*DATA IN THIS EXERCISE*
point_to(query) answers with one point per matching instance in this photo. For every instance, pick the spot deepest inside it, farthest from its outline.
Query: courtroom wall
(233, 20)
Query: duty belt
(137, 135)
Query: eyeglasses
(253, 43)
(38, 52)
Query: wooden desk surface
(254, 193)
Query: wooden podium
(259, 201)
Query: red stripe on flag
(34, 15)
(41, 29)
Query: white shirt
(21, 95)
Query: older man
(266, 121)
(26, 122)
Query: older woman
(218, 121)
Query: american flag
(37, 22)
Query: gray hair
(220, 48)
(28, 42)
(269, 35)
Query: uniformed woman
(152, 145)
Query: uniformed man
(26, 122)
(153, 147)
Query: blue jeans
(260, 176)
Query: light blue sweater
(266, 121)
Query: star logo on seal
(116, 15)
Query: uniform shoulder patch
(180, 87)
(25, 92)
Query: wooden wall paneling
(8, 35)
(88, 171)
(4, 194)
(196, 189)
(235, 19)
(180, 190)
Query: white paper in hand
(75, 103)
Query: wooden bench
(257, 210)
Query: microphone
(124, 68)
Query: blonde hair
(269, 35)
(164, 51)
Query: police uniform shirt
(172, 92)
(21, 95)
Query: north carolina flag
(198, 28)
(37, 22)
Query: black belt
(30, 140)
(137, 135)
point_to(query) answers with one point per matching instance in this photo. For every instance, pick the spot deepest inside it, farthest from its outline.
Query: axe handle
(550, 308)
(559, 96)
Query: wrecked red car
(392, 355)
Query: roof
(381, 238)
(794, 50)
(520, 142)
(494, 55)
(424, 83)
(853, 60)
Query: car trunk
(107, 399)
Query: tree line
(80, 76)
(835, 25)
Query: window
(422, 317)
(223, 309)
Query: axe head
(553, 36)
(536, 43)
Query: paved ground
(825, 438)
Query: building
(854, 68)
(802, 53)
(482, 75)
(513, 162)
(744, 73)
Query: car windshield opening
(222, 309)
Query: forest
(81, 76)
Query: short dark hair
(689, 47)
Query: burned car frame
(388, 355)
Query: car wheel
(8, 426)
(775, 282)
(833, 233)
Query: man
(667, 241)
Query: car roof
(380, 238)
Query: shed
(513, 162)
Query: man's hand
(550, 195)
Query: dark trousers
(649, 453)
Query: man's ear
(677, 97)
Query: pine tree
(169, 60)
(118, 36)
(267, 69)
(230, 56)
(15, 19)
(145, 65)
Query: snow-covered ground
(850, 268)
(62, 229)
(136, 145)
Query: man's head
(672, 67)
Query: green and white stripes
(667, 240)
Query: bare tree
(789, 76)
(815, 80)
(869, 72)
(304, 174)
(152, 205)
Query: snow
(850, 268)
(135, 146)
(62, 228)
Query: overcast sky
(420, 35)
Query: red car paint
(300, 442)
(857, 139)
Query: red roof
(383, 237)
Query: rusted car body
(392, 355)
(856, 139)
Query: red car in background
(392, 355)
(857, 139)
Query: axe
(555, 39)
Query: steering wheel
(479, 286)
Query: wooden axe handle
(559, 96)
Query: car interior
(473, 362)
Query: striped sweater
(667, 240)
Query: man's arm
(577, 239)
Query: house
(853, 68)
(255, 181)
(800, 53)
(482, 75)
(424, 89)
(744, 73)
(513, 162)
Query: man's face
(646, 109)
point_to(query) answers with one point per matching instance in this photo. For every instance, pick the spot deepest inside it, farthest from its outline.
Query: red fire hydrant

*GIVEN EXERCISE*
Write out only the final block of lines, starting at the line with "Query: building" and running to the end of the material.

*COMPLETE RESPONSE*
Query: building
(854, 68)
(802, 53)
(482, 75)
(513, 162)
(744, 73)
Query: car windshield opening
(222, 309)
Query: forest
(81, 76)
Query: short dark hair
(689, 47)
Query: burned car frame
(388, 355)
Query: car wheel
(8, 426)
(775, 282)
(833, 233)
Query: man
(667, 241)
Query: car roof
(380, 238)
Query: shed
(513, 162)
Query: man's hand
(550, 195)
Query: dark trousers
(649, 453)
Query: man's ear
(677, 97)
Query: pine tree
(169, 60)
(118, 36)
(267, 69)
(230, 56)
(15, 19)
(145, 65)
Query: snow-covered ground
(850, 268)
(62, 229)
(136, 145)
Query: man's head
(672, 67)
Query: green and white stripes
(667, 240)
Query: bare tree
(789, 76)
(815, 80)
(869, 72)
(304, 174)
(152, 205)
Query: snow
(850, 268)
(135, 146)
(62, 228)
Query: overcast sky
(420, 35)
Query: red car paint
(300, 442)
(857, 139)
Query: red roof
(383, 237)
Query: rusted car body
(392, 355)
(856, 139)
Query: red car in background
(392, 355)
(857, 139)
Query: axe
(555, 39)
Query: steering wheel
(479, 286)
Query: wooden axe handle
(559, 96)
Query: car interior
(473, 362)
Query: striped sweater
(667, 240)
Query: man's arm
(577, 239)
Query: house
(853, 68)
(255, 181)
(800, 53)
(482, 75)
(424, 89)
(744, 73)
(513, 162)
Query: man's face
(646, 109)
point_to(query) answers with one point per matching instance in this photo. For every instance, pick the spot deepest inside it, farthest from its outline.
Query: red fire hydrant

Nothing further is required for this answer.